[Start LISTED RECORDS]
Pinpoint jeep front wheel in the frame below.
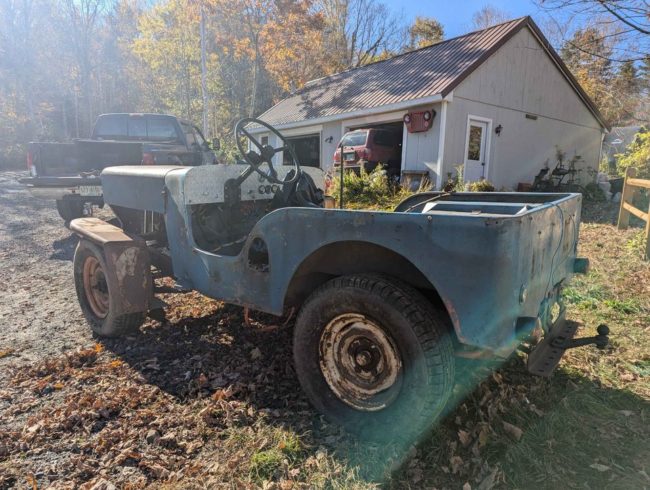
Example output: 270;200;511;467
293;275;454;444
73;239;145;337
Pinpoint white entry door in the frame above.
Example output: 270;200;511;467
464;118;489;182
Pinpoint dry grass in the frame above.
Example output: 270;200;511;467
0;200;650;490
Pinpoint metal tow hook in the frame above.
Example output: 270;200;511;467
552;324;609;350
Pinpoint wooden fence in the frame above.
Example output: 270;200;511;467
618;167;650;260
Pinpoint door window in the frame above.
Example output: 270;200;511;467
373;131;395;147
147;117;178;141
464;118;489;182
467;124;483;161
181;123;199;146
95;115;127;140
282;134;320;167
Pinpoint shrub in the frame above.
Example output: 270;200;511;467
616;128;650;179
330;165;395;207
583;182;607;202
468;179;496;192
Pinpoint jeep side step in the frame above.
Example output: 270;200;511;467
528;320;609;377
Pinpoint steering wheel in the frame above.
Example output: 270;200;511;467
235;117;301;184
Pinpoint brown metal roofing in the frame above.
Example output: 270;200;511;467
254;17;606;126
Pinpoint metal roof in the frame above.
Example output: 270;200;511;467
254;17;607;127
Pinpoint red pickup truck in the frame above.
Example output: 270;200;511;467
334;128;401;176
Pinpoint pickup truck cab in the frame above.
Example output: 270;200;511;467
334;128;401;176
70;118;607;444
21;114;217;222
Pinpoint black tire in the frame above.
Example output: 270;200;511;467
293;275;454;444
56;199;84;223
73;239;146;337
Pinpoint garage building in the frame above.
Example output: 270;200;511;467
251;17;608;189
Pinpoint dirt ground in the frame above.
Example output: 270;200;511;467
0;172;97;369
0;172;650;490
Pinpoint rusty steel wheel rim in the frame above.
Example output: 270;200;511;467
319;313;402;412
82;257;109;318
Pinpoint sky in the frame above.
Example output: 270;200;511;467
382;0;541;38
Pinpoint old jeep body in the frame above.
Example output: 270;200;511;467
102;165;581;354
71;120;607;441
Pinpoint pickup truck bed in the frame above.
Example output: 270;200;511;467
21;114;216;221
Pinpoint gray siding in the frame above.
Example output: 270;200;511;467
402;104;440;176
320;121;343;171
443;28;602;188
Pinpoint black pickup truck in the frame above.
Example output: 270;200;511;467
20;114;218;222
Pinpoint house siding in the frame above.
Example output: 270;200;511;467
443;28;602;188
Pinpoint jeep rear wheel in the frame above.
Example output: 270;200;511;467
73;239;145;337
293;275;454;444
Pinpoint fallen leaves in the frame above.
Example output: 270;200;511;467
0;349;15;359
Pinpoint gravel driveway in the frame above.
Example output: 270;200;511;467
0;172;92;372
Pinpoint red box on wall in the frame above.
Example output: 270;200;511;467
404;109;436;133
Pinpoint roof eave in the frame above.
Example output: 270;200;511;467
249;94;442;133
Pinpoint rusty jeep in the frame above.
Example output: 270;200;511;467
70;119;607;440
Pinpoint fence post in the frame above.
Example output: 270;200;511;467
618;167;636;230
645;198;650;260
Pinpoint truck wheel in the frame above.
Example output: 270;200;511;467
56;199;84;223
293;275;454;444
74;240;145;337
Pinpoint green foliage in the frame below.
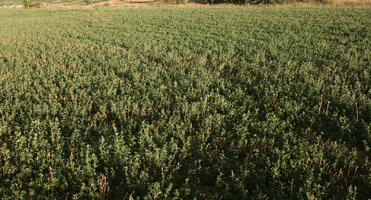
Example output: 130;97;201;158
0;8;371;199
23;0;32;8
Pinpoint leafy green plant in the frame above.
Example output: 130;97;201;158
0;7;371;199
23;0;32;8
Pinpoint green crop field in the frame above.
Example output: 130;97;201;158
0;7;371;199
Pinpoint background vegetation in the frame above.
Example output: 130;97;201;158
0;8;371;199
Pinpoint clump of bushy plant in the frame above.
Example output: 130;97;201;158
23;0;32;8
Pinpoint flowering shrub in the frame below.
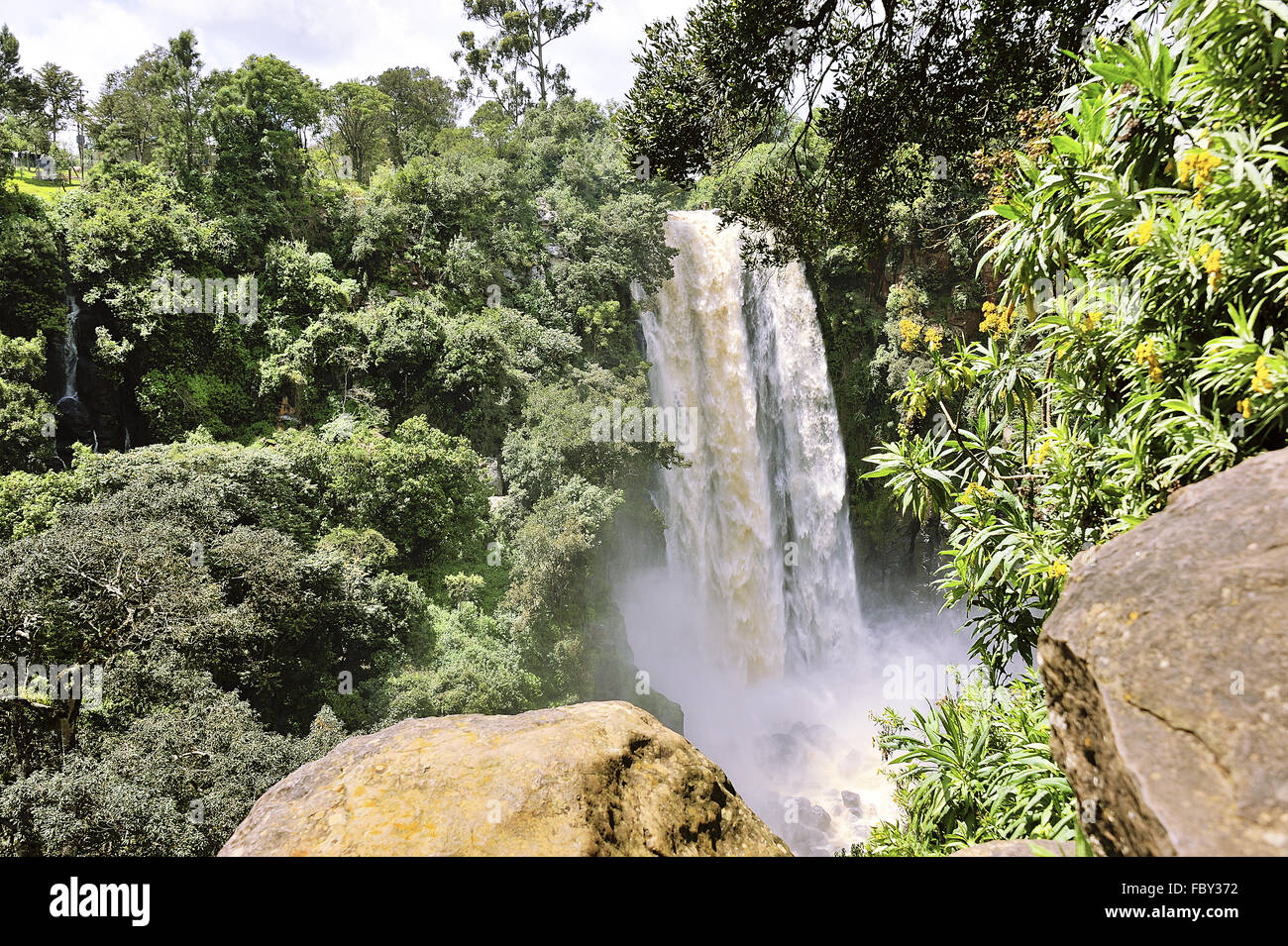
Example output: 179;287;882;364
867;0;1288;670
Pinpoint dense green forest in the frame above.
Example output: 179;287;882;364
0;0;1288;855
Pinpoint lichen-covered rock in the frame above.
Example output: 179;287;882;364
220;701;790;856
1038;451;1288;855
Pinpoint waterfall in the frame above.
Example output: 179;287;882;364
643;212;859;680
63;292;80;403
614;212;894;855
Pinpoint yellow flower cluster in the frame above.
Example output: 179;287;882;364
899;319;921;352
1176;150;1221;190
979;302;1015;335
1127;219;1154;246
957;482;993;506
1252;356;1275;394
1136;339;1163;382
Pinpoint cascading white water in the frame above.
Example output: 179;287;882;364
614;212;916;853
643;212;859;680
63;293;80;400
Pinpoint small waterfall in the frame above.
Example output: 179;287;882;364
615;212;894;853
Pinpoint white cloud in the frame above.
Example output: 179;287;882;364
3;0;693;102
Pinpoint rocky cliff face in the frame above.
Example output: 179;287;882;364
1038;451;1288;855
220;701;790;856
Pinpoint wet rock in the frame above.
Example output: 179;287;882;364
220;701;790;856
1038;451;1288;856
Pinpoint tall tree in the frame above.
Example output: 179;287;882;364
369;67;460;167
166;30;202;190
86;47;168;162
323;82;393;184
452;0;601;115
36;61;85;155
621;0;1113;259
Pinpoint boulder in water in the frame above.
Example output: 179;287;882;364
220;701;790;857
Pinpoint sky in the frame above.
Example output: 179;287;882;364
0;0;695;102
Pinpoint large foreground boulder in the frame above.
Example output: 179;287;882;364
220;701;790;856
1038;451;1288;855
[End LISTED RECORDS]
→ **EXERCISE PROMPT**
Set out all of the data above as a Markdown table with the columns Row and Data line, giving each nonblank line its own numbered row. Omit the pictures.

→ **WRITTEN ANSWER**
| Row | Data line |
|---|---|
| 1 | Pinpoint jeep front wheel in the frame below. |
| 2 | Example output: 270;200;511;467 |
| 3 | 293;275;454;444 |
| 4 | 73;239;145;337 |
| 5 | Pinpoint white entry door in the frame above. |
| 6 | Example output: 270;200;511;467 |
| 7 | 464;118;489;182 |
| 8 | Pinpoint dry grass in the frame above. |
| 9 | Example output: 270;200;511;467 |
| 10 | 0;200;650;490 |
| 11 | Pinpoint metal tow hook in the frame above. |
| 12 | Example output: 270;200;511;467 |
| 13 | 552;324;609;350 |
| 14 | Pinpoint wooden fence in the frame above. |
| 15 | Example output: 270;200;511;467 |
| 16 | 618;167;650;260 |
| 17 | Pinpoint door window in the frame above. |
| 18 | Example output: 270;200;511;467 |
| 19 | 373;131;395;147 |
| 20 | 147;117;178;141 |
| 21 | 464;118;489;182 |
| 22 | 467;124;483;161 |
| 23 | 181;123;199;146 |
| 24 | 95;115;127;140 |
| 25 | 282;134;320;167 |
| 26 | Pinpoint shrub in the frame above. |
| 27 | Example output: 270;200;511;467 |
| 28 | 616;128;650;179 |
| 29 | 330;165;395;207 |
| 30 | 583;182;607;202 |
| 31 | 468;179;496;192 |
| 32 | Pinpoint jeep side step in the frame above. |
| 33 | Example output: 270;200;511;467 |
| 34 | 528;320;609;377 |
| 35 | Pinpoint steering wheel in the frame above. |
| 36 | Example output: 270;200;511;467 |
| 37 | 235;117;301;184 |
| 38 | Pinpoint brown metal roofing in the frame above. |
| 39 | Example output: 270;200;511;467 |
| 40 | 254;17;606;126 |
| 41 | Pinpoint metal roof in the frame above. |
| 42 | Example output: 270;200;511;467 |
| 43 | 254;17;607;127 |
| 44 | Pinpoint red pickup truck in the frame above. |
| 45 | Example output: 270;200;511;467 |
| 46 | 334;128;401;176 |
| 47 | Pinpoint pickup truck cab in the frame above. |
| 48 | Example output: 270;200;511;467 |
| 49 | 334;128;401;176 |
| 50 | 70;118;607;444 |
| 51 | 21;114;217;222 |
| 52 | Pinpoint black tire in the frame above. |
| 53 | Example output: 270;200;511;467 |
| 54 | 293;275;454;444 |
| 55 | 56;199;84;223 |
| 56 | 73;239;146;337 |
| 57 | Pinpoint garage building in the frame above. |
| 58 | Example output: 270;200;511;467 |
| 59 | 251;17;608;189 |
| 60 | Pinpoint dirt ground in the frame above. |
| 61 | Example output: 270;200;511;467 |
| 62 | 0;172;97;369 |
| 63 | 0;172;650;490 |
| 64 | Pinpoint rusty steel wheel rim in the frame above. |
| 65 | Example output: 270;200;511;467 |
| 66 | 319;313;402;412 |
| 67 | 82;257;109;318 |
| 68 | Pinpoint sky in the frame above. |
| 69 | Example output: 270;200;511;467 |
| 70 | 382;0;541;38 |
| 71 | Pinpoint old jeep body in the frame above. |
| 72 | Example output: 270;200;511;467 |
| 73 | 102;165;581;354 |
| 74 | 71;120;607;441 |
| 75 | Pinpoint pickup truck bed in the frame above. |
| 76 | Example output: 270;200;511;467 |
| 77 | 21;114;216;221 |
| 78 | Pinpoint gray siding in the frame above. |
| 79 | Example output: 270;200;511;467 |
| 80 | 402;104;440;176 |
| 81 | 320;121;343;171 |
| 82 | 443;28;602;188 |
| 83 | Pinpoint black pickup truck in the frame above. |
| 84 | Example output: 270;200;511;467 |
| 85 | 20;114;218;222 |
| 86 | Pinpoint house siding in the frame above. |
| 87 | Example output: 270;200;511;467 |
| 88 | 443;28;602;188 |
| 89 | Pinpoint jeep rear wheel in the frame above. |
| 90 | Example output: 270;200;511;467 |
| 91 | 73;239;145;337 |
| 92 | 293;275;454;444 |
| 93 | Pinpoint fallen leaves in the frame above. |
| 94 | Example output: 270;200;511;467 |
| 95 | 0;349;15;359 |
| 96 | Pinpoint gravel driveway in the frame above. |
| 97 | Example output: 270;200;511;467 |
| 98 | 0;172;92;372 |
| 99 | Pinpoint red box on wall in the frame above. |
| 100 | Example output: 270;200;511;467 |
| 101 | 404;109;436;133 |
| 102 | Pinpoint roof eave in the frame above. |
| 103 | Example output: 270;200;511;467 |
| 104 | 249;94;442;133 |
| 105 | Pinpoint rusty jeep in the frame above. |
| 106 | Example output: 270;200;511;467 |
| 107 | 70;119;607;440 |
| 108 | Pinpoint fence post in the frame above. |
| 109 | Example output: 270;200;511;467 |
| 110 | 618;167;636;230 |
| 111 | 645;198;650;260 |
| 112 | Pinpoint truck wheel in the frame above. |
| 113 | Example output: 270;200;511;467 |
| 114 | 56;199;84;223 |
| 115 | 293;275;454;444 |
| 116 | 74;240;145;337 |
| 117 | Pinpoint green foliage in the frame below. |
| 118 | Example output: 130;97;201;158 |
| 119 | 0;8;371;199 |
| 120 | 23;0;32;8 |
| 121 | Pinpoint leafy green plant in the frame above. |
| 122 | Example output: 130;97;201;158 |
| 123 | 0;7;371;199 |
| 124 | 23;0;32;8 |
| 125 | Pinpoint green crop field in the frame above. |
| 126 | Example output: 130;97;201;158 |
| 127 | 0;7;371;199 |
| 128 | Pinpoint background vegetation in the frame above. |
| 129 | Example output: 130;97;201;158 |
| 130 | 0;8;371;199 |
| 131 | Pinpoint clump of bushy plant in the frame above. |
| 132 | Example output: 130;97;201;158 |
| 133 | 23;0;32;8 |
| 134 | Pinpoint flowering shrub in the frame below. |
| 135 | Example output: 179;287;882;364 |
| 136 | 867;0;1288;670 |
| 137 | Pinpoint dense green forest in the frame above. |
| 138 | Example output: 179;287;882;364 |
| 139 | 0;0;1288;855 |
| 140 | Pinpoint lichen-covered rock in the frame above. |
| 141 | Example output: 179;287;882;364 |
| 142 | 220;701;790;856 |
| 143 | 1038;451;1288;855 |
| 144 | Pinpoint waterfall in the frame above. |
| 145 | Example output: 179;287;882;364 |
| 146 | 643;212;859;680 |
| 147 | 63;292;80;403 |
| 148 | 614;212;894;855 |
| 149 | Pinpoint yellow flower cluster in the frame above. |
| 150 | Example output: 179;287;882;364 |
| 151 | 899;319;921;352 |
| 152 | 1176;150;1221;190 |
| 153 | 979;302;1015;335 |
| 154 | 1127;219;1154;246 |
| 155 | 957;482;993;506 |
| 156 | 1252;356;1275;394 |
| 157 | 1136;339;1163;382 |
| 158 | Pinpoint cascading white water in the frame above. |
| 159 | Example output: 179;287;882;364 |
| 160 | 614;212;916;853 |
| 161 | 643;212;859;680 |
| 162 | 63;293;80;400 |
| 163 | Pinpoint small waterfall in the frame above. |
| 164 | Example output: 179;287;882;364 |
| 165 | 615;212;894;853 |
| 166 | Pinpoint white cloud in the frame above. |
| 167 | Example output: 179;287;882;364 |
| 168 | 3;0;693;102 |
| 169 | Pinpoint rocky cliff face in the frame above. |
| 170 | Example output: 179;287;882;364 |
| 171 | 1038;451;1288;855 |
| 172 | 220;701;790;856 |
| 173 | Pinpoint wet rock in the frame above. |
| 174 | Example output: 179;287;882;364 |
| 175 | 220;701;790;856 |
| 176 | 1038;451;1288;856 |
| 177 | Pinpoint tall tree in the frame above. |
| 178 | Example output: 179;287;882;364 |
| 179 | 369;67;460;167 |
| 180 | 166;30;202;190 |
| 181 | 86;47;168;162 |
| 182 | 323;82;393;184 |
| 183 | 452;0;601;115 |
| 184 | 36;61;85;155 |
| 185 | 621;0;1113;259 |
| 186 | Pinpoint boulder in water in the frame above. |
| 187 | Example output: 179;287;882;364 |
| 188 | 220;701;790;857 |
| 189 | Pinpoint sky in the frame above. |
| 190 | Example output: 179;287;882;364 |
| 191 | 0;0;695;102 |
| 192 | Pinpoint large foreground boulder in the frame above. |
| 193 | Example output: 179;287;882;364 |
| 194 | 220;701;790;856 |
| 195 | 1038;451;1288;855 |